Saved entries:
==============================

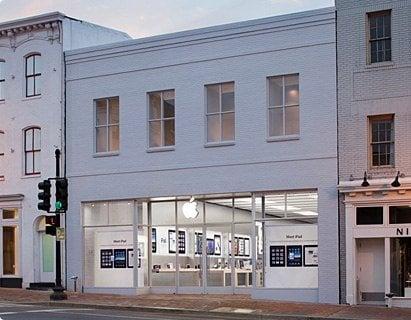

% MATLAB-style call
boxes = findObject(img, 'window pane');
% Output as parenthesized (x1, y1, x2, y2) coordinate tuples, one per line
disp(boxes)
(96, 127, 107, 153)
(149, 121, 161, 147)
(25, 153, 34, 174)
(34, 151, 41, 173)
(26, 56, 34, 76)
(164, 119, 175, 146)
(268, 77, 283, 107)
(34, 55, 41, 74)
(96, 100, 107, 126)
(222, 112, 234, 141)
(285, 75, 299, 106)
(26, 77, 34, 96)
(356, 207, 383, 225)
(285, 106, 299, 135)
(207, 114, 220, 142)
(108, 125, 119, 151)
(221, 83, 234, 112)
(390, 206, 411, 224)
(3, 226, 16, 275)
(33, 129, 41, 149)
(2, 209, 17, 219)
(0, 81, 4, 101)
(0, 61, 4, 80)
(163, 92, 175, 118)
(108, 98, 119, 124)
(34, 75, 41, 95)
(207, 85, 220, 114)
(25, 129, 33, 151)
(149, 93, 161, 120)
(268, 108, 283, 137)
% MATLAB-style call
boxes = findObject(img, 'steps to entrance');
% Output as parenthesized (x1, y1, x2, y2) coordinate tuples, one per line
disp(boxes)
(27, 282, 55, 291)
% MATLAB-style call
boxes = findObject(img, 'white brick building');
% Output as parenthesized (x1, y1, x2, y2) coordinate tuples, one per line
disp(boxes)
(0, 12, 130, 288)
(65, 8, 339, 303)
(337, 0, 411, 307)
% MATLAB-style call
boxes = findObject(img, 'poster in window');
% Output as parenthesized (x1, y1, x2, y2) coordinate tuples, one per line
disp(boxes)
(168, 230, 176, 253)
(100, 249, 113, 268)
(207, 238, 215, 255)
(178, 230, 186, 254)
(286, 245, 302, 267)
(234, 237, 239, 256)
(113, 249, 127, 268)
(238, 237, 245, 256)
(303, 245, 318, 267)
(127, 249, 134, 268)
(152, 228, 157, 253)
(244, 238, 250, 256)
(269, 245, 285, 267)
(214, 235, 221, 256)
(195, 232, 203, 255)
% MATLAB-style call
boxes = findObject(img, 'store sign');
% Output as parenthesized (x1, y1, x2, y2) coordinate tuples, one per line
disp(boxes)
(182, 198, 199, 219)
(395, 227, 410, 236)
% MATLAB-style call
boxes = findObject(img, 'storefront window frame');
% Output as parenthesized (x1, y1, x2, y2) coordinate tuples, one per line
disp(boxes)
(0, 207, 21, 277)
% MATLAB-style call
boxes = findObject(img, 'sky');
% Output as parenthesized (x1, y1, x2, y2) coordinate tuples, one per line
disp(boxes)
(0, 0, 334, 38)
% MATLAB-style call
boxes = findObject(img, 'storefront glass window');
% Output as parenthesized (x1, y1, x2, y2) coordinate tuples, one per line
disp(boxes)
(256, 192, 318, 289)
(389, 206, 411, 224)
(83, 201, 134, 288)
(390, 238, 411, 297)
(3, 226, 16, 275)
(356, 207, 383, 225)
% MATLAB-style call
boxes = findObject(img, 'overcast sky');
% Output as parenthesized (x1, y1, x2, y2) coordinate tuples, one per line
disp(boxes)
(0, 0, 334, 38)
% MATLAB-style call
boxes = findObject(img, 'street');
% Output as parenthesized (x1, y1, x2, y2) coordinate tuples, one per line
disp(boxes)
(0, 303, 248, 320)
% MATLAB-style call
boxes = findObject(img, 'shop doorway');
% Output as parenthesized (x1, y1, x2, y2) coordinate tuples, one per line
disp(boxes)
(40, 233, 55, 282)
(356, 238, 385, 304)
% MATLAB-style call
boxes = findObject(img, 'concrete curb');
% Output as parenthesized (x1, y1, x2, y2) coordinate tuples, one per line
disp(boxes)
(18, 300, 359, 320)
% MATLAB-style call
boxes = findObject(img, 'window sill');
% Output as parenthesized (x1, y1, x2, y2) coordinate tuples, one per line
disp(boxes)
(93, 151, 120, 158)
(266, 135, 300, 142)
(21, 174, 41, 179)
(22, 95, 42, 102)
(365, 61, 394, 69)
(204, 141, 235, 148)
(146, 146, 175, 153)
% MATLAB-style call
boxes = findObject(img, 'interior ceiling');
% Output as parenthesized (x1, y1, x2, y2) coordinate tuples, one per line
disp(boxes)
(206, 192, 318, 218)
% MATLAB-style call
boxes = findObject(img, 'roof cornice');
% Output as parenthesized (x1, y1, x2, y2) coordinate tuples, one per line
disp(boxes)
(0, 12, 65, 38)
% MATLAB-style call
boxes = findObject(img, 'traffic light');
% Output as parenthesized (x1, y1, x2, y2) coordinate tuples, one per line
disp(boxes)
(55, 178, 68, 212)
(38, 180, 51, 212)
(45, 215, 60, 236)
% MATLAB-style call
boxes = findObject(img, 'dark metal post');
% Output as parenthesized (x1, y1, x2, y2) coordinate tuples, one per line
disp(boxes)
(50, 149, 67, 300)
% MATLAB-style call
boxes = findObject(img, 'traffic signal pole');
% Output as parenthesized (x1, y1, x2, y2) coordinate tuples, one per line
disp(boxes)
(50, 149, 67, 300)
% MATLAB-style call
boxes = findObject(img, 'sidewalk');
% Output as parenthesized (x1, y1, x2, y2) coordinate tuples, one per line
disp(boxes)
(0, 288, 410, 320)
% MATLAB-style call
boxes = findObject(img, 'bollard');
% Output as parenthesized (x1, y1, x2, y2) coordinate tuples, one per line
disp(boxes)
(385, 293, 394, 308)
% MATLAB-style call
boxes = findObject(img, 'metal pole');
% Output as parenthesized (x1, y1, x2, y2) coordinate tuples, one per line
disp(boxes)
(50, 149, 67, 300)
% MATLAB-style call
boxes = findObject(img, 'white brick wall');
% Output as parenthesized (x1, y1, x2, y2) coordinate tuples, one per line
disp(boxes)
(336, 0, 411, 303)
(65, 8, 340, 303)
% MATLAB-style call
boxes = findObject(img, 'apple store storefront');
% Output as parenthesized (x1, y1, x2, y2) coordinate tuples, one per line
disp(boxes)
(82, 191, 319, 298)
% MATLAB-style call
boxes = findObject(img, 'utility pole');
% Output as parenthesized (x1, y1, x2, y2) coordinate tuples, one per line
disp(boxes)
(50, 149, 67, 300)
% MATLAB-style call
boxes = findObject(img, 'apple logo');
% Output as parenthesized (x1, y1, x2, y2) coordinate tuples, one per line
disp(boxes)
(183, 197, 199, 219)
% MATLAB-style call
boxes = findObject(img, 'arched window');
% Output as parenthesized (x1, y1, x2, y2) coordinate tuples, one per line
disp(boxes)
(24, 127, 41, 175)
(0, 60, 5, 101)
(25, 54, 41, 97)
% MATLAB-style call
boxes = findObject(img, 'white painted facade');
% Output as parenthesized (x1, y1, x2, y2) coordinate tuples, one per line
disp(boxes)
(337, 0, 411, 307)
(0, 12, 130, 288)
(65, 8, 339, 303)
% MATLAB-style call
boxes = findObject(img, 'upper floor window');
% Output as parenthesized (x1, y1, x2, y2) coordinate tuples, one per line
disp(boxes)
(268, 74, 299, 138)
(206, 82, 235, 143)
(25, 54, 41, 97)
(0, 60, 5, 101)
(148, 90, 175, 148)
(95, 97, 119, 154)
(369, 115, 394, 167)
(0, 130, 4, 180)
(24, 127, 41, 175)
(368, 10, 391, 63)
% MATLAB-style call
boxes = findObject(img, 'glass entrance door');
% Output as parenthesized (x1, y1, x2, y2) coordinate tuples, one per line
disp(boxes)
(3, 226, 16, 275)
(391, 238, 411, 297)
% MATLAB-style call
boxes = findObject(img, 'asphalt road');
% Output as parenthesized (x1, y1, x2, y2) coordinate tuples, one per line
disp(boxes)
(0, 302, 246, 320)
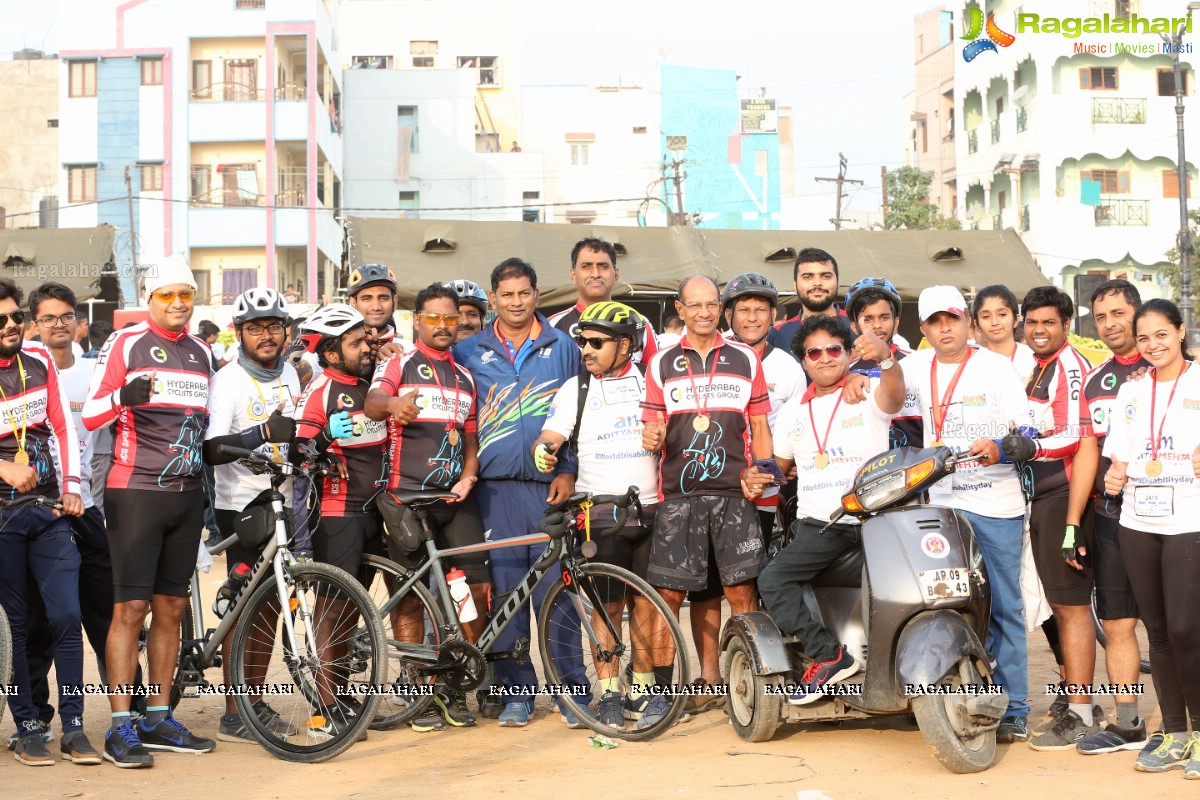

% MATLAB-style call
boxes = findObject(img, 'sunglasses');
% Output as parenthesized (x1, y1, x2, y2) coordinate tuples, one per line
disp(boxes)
(152, 288, 197, 303)
(574, 334, 617, 349)
(420, 312, 460, 327)
(0, 310, 25, 329)
(805, 343, 845, 361)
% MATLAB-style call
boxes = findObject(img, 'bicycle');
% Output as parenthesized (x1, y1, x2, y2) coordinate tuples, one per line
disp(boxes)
(159, 444, 388, 762)
(360, 486, 690, 741)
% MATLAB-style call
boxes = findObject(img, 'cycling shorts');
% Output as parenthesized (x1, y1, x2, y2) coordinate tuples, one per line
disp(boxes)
(1092, 513, 1139, 620)
(313, 513, 384, 584)
(106, 488, 205, 602)
(378, 492, 489, 585)
(1028, 495, 1094, 607)
(647, 494, 765, 592)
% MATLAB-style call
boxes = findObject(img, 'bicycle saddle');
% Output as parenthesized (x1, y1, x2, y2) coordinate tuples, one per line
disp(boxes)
(388, 489, 459, 509)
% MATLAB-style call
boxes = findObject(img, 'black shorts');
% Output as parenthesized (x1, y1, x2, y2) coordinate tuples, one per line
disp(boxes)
(1028, 495, 1093, 606)
(313, 514, 383, 583)
(377, 492, 489, 585)
(106, 487, 205, 602)
(648, 495, 766, 592)
(688, 507, 774, 602)
(1092, 513, 1139, 620)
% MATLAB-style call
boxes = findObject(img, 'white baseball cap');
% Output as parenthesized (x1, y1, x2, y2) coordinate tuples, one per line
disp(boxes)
(144, 254, 198, 296)
(918, 285, 968, 322)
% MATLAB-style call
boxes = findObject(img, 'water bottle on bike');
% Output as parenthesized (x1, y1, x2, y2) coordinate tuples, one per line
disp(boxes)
(447, 568, 478, 623)
(212, 562, 252, 618)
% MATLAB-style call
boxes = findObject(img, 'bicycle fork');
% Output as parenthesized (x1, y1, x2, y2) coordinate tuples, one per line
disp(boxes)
(561, 560, 626, 664)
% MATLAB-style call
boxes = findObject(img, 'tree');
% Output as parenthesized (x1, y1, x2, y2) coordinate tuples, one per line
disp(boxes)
(884, 166, 961, 231)
(1162, 207, 1200, 305)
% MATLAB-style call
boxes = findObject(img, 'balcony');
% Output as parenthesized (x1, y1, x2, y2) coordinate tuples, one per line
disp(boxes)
(191, 82, 265, 103)
(1021, 205, 1030, 232)
(968, 129, 978, 155)
(990, 119, 1000, 144)
(1095, 199, 1149, 226)
(1016, 106, 1028, 133)
(1092, 97, 1146, 124)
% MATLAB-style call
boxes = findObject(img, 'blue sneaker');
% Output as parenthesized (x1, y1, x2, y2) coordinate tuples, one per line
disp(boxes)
(557, 700, 586, 730)
(103, 722, 154, 769)
(137, 714, 215, 754)
(497, 701, 533, 728)
(788, 645, 860, 706)
(1135, 731, 1188, 772)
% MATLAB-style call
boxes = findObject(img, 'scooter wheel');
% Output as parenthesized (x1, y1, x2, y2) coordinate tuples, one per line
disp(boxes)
(722, 634, 782, 743)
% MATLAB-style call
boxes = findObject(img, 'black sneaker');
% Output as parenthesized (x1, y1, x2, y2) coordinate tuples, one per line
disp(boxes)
(623, 693, 650, 721)
(409, 713, 446, 733)
(13, 733, 55, 766)
(1047, 680, 1067, 718)
(103, 722, 154, 769)
(476, 689, 504, 720)
(596, 691, 626, 729)
(788, 645, 860, 706)
(7, 720, 52, 750)
(434, 688, 476, 727)
(1029, 709, 1099, 751)
(137, 714, 215, 754)
(1077, 718, 1148, 754)
(60, 731, 102, 765)
(314, 704, 368, 741)
(997, 715, 1029, 743)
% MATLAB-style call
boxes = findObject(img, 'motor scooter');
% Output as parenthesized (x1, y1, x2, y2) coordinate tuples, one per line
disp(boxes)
(721, 445, 1008, 773)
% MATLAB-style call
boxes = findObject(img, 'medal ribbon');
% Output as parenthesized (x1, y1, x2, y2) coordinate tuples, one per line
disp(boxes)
(0, 354, 29, 455)
(1148, 362, 1190, 464)
(806, 384, 845, 460)
(929, 348, 973, 443)
(423, 350, 462, 435)
(682, 342, 719, 421)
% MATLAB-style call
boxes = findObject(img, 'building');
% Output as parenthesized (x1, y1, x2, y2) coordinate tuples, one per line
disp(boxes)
(904, 7, 957, 219)
(56, 0, 343, 304)
(951, 0, 1195, 320)
(0, 54, 60, 230)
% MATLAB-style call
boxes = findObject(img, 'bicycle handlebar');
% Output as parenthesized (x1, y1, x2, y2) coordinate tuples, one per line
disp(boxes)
(0, 496, 64, 512)
(538, 486, 641, 541)
(216, 443, 334, 479)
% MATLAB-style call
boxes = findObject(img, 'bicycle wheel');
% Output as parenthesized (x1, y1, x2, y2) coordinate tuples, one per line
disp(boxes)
(360, 554, 445, 729)
(539, 562, 689, 742)
(0, 603, 10, 725)
(229, 562, 387, 763)
(135, 598, 194, 715)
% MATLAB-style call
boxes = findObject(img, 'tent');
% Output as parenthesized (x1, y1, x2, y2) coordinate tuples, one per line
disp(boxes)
(0, 225, 116, 301)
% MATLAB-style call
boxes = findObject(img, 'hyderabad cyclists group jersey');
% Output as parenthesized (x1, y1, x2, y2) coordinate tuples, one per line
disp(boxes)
(1023, 342, 1091, 500)
(1081, 352, 1149, 518)
(294, 367, 387, 516)
(83, 321, 213, 493)
(852, 345, 924, 449)
(369, 342, 477, 493)
(206, 361, 301, 511)
(641, 336, 770, 502)
(1103, 364, 1200, 535)
(548, 303, 660, 364)
(0, 343, 79, 502)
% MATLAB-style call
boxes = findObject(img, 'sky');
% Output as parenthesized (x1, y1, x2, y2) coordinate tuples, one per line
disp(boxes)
(0, 0, 943, 222)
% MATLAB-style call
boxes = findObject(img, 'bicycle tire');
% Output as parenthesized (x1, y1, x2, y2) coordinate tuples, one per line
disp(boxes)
(0, 603, 10, 726)
(360, 554, 445, 729)
(229, 562, 387, 763)
(539, 562, 689, 742)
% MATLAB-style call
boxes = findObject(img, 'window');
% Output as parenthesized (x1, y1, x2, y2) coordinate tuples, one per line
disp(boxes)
(570, 143, 589, 166)
(397, 105, 418, 152)
(523, 191, 540, 200)
(192, 60, 212, 99)
(190, 164, 211, 203)
(1163, 169, 1193, 198)
(457, 56, 500, 86)
(235, 0, 265, 8)
(411, 40, 437, 68)
(398, 191, 419, 218)
(224, 59, 258, 101)
(632, 126, 647, 134)
(351, 55, 393, 69)
(565, 210, 596, 224)
(1080, 66, 1118, 90)
(140, 163, 162, 192)
(193, 270, 211, 304)
(141, 58, 162, 86)
(47, 119, 58, 128)
(68, 61, 97, 98)
(1083, 169, 1130, 193)
(67, 165, 97, 203)
(1158, 68, 1189, 97)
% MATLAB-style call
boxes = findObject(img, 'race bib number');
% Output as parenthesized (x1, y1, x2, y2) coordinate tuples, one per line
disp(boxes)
(601, 377, 642, 405)
(1133, 485, 1173, 518)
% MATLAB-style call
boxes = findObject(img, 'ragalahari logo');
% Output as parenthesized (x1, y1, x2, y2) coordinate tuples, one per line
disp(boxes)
(961, 6, 1015, 61)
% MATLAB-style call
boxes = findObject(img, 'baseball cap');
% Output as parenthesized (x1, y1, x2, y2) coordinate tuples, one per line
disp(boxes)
(347, 263, 397, 297)
(918, 285, 968, 322)
(145, 254, 197, 295)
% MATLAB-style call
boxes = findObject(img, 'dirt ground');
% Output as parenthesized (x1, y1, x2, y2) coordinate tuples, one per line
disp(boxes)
(2, 559, 1178, 800)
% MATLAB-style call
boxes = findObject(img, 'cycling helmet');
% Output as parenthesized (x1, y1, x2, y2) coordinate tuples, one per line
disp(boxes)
(578, 301, 645, 350)
(298, 304, 365, 353)
(845, 277, 902, 320)
(347, 263, 397, 297)
(232, 288, 289, 324)
(721, 273, 778, 308)
(446, 278, 488, 312)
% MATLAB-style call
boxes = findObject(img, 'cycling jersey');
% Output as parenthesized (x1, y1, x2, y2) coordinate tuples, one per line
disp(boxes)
(0, 343, 79, 501)
(1103, 364, 1200, 535)
(548, 303, 659, 364)
(852, 345, 924, 449)
(1081, 351, 1148, 518)
(294, 367, 387, 516)
(369, 341, 477, 492)
(83, 320, 213, 492)
(1024, 342, 1090, 499)
(542, 360, 659, 502)
(766, 308, 851, 356)
(50, 355, 96, 508)
(750, 342, 806, 510)
(642, 336, 770, 501)
(206, 360, 301, 511)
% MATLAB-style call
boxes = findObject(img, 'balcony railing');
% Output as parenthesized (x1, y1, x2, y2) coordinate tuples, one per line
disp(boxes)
(1095, 198, 1149, 226)
(192, 82, 264, 102)
(275, 82, 307, 101)
(1092, 97, 1146, 124)
(1021, 204, 1030, 231)
(968, 129, 978, 154)
(990, 118, 1001, 144)
(1016, 106, 1028, 133)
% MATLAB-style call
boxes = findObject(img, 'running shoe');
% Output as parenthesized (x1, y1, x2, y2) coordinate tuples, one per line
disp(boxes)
(497, 700, 533, 728)
(253, 700, 300, 737)
(434, 688, 477, 727)
(312, 703, 366, 741)
(59, 731, 102, 765)
(13, 733, 54, 766)
(1077, 718, 1147, 754)
(557, 700, 585, 730)
(788, 646, 860, 706)
(137, 713, 215, 754)
(1134, 731, 1188, 772)
(596, 691, 626, 729)
(1047, 680, 1067, 718)
(636, 695, 672, 731)
(103, 722, 153, 769)
(1029, 709, 1099, 751)
(409, 713, 446, 733)
(476, 689, 505, 720)
(996, 715, 1029, 744)
(1184, 732, 1200, 780)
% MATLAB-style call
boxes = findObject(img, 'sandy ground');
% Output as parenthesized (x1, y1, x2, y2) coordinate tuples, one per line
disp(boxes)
(2, 557, 1178, 800)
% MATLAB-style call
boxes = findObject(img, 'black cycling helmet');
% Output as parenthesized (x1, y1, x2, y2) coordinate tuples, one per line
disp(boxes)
(721, 272, 778, 309)
(578, 302, 645, 351)
(845, 277, 901, 321)
(347, 263, 397, 297)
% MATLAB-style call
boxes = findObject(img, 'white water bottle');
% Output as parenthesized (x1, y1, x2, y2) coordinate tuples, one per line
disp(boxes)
(447, 568, 478, 623)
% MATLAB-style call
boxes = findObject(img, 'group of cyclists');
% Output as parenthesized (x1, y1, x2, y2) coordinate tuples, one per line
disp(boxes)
(1, 236, 1198, 780)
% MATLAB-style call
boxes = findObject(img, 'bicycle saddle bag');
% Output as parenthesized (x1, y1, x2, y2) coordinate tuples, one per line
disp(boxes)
(234, 489, 288, 551)
(376, 491, 422, 554)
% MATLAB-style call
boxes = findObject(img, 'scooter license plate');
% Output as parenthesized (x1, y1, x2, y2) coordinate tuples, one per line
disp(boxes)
(918, 567, 970, 599)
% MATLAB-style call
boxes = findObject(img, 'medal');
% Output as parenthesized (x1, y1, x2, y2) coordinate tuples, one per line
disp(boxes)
(1145, 459, 1163, 478)
(806, 384, 845, 475)
(813, 452, 829, 470)
(681, 341, 719, 437)
(931, 440, 945, 448)
(693, 414, 710, 433)
(447, 429, 460, 446)
(13, 449, 28, 466)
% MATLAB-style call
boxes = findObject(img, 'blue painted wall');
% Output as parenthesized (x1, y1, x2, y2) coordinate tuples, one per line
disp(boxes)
(660, 65, 781, 230)
(96, 58, 140, 302)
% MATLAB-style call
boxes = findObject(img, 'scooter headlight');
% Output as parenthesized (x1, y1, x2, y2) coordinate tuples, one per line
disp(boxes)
(846, 470, 907, 513)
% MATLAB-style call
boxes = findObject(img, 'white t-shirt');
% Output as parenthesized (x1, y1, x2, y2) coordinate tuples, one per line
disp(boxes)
(903, 347, 1033, 519)
(773, 384, 895, 524)
(541, 363, 659, 504)
(760, 344, 807, 429)
(1102, 364, 1200, 535)
(51, 355, 97, 508)
(205, 360, 301, 511)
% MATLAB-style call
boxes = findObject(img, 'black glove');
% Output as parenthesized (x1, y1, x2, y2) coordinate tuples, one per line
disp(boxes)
(262, 410, 296, 444)
(1000, 425, 1038, 462)
(119, 375, 154, 407)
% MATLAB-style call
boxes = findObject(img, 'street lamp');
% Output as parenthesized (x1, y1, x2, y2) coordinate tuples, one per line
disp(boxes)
(1164, 2, 1200, 339)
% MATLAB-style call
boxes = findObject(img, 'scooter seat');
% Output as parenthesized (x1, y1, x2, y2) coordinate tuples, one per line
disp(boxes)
(811, 545, 864, 589)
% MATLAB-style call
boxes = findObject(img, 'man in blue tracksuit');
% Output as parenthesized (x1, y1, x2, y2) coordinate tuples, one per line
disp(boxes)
(454, 257, 584, 728)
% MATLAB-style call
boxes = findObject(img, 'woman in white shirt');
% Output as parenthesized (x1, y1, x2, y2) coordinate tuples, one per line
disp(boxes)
(1104, 298, 1200, 776)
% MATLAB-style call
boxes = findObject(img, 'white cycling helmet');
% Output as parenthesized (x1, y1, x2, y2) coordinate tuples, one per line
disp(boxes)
(232, 288, 289, 324)
(300, 304, 365, 337)
(446, 279, 488, 312)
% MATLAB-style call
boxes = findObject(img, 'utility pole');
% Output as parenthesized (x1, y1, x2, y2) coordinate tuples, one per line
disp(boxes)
(124, 165, 138, 275)
(880, 165, 890, 222)
(816, 152, 863, 230)
(663, 135, 689, 226)
(1164, 9, 1199, 339)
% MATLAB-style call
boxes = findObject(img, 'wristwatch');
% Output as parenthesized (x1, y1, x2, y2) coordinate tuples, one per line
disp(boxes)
(879, 358, 895, 371)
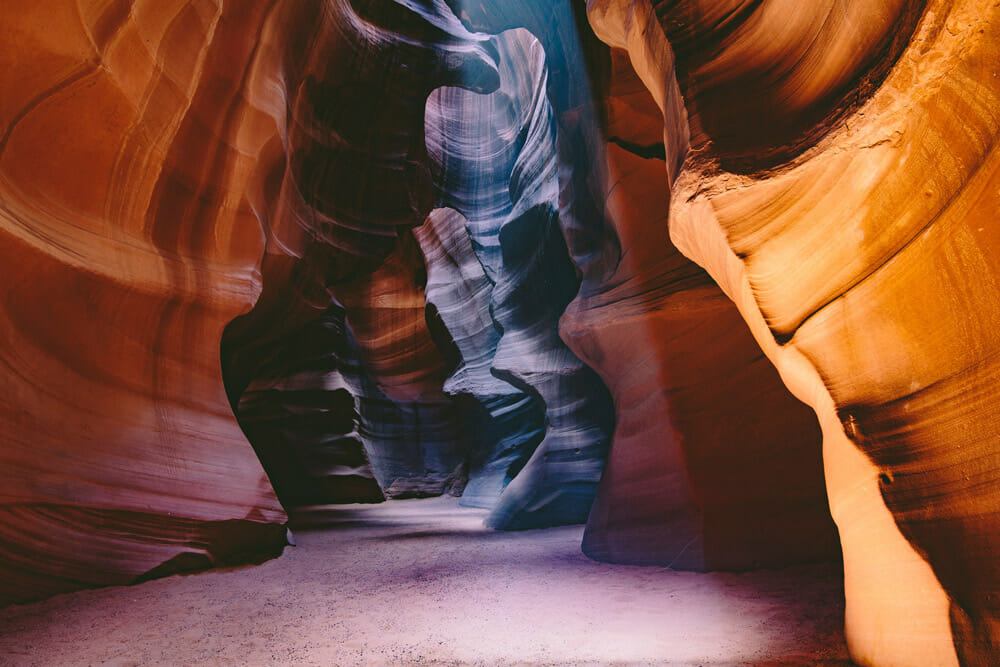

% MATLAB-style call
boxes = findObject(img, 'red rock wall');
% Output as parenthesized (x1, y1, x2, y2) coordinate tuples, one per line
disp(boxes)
(0, 0, 844, 595)
(7, 5, 999, 666)
(0, 1, 289, 604)
(571, 141, 839, 570)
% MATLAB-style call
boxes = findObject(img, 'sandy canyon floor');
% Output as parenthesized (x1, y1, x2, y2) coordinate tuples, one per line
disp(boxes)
(0, 497, 851, 665)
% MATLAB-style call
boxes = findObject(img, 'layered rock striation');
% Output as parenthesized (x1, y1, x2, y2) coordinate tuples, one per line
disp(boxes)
(1, 0, 505, 602)
(446, 0, 840, 570)
(423, 27, 615, 528)
(0, 0, 291, 605)
(5, 5, 999, 667)
(413, 208, 545, 510)
(589, 0, 1000, 663)
(231, 302, 384, 508)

==============================

■ PROBLEM TO SOLVE:
Lines holding "storefront": please count them in the data above and reply with the number alone.

■ WRITTEN SOLUTION:
3